TEXT EXTRACT:
···
Yow, even though I am a huge fan of Uist I'm wondering if you might want ONE first. I have the Albion Legacy as well and use it to this day, but Albion One features some seriously fantastic sketch tools and is overall a terrific package and even works really well when layered with its older, original sibling.

Some would argue that even just the spiccato/staccato patches and in the strings and woodwind legati are worth buying ONE for. There are some excellent effects there, too.

But hey, no argument on the reign of Uist. Not only is it elite in aleatoric libraries, it has a lot of possible applications you might not have even guessed at yet. I usually end up messing with it for unnecessary amounts of time because it's such an quintessentially inspiring set of sounds, and you can do a lot with those sounds.


----------



## Mornats (May 27, 2017)
···
WHAT THIS EXERCISE ASKS:
1. Name every sample library that the forum post about Albion libraries mentions.
2. Pick up the forum thread about Albion libraries after its last line and continue writing it.

DATA:
···
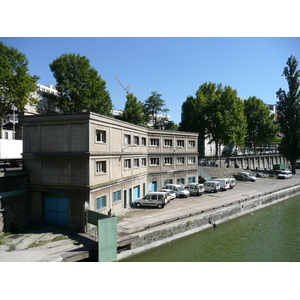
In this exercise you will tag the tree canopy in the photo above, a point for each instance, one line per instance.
···
FINAL ANSWERS:
1. Uist, Albion Legacy, Albion One

2.
JT3_Jon said:


> hmmm, didn't get the email again. For those who didn't get any, did the same thing happen during the last wish list promo as well? This is now my 2nd time being excluded. Maybe its something with yahoo...



I have a Yahoo email too and I didn't get this wishlist email or the last one and SFA support had to send them for me.


----------



## kgdrum (May 27, 2017)

Mornats said:


> I have a Yahoo email too and I didn't get this wishlist email or the last one and SFA support had to send them for me.



fwiw I have Yahoo mail and got the wishlist email for this promotion and the last one.


----------



## Parsifal666 (May 27, 2017)

There's something...I realize this might stray a bit so forgive me...I need to mention this to prospective buyers of Uist, something that I should have told people way back. It's best to have a good knowledge of eq and noise reduction, because there is some hissing and noise in _some_ of the samples, especially in the (you guessed it) wind instruments. Some high grade de-essers might be able to knock a lot of the unwanted aspects of this sounds, but I always have some noise reduction on those particular samples as well (a dab'll do ya).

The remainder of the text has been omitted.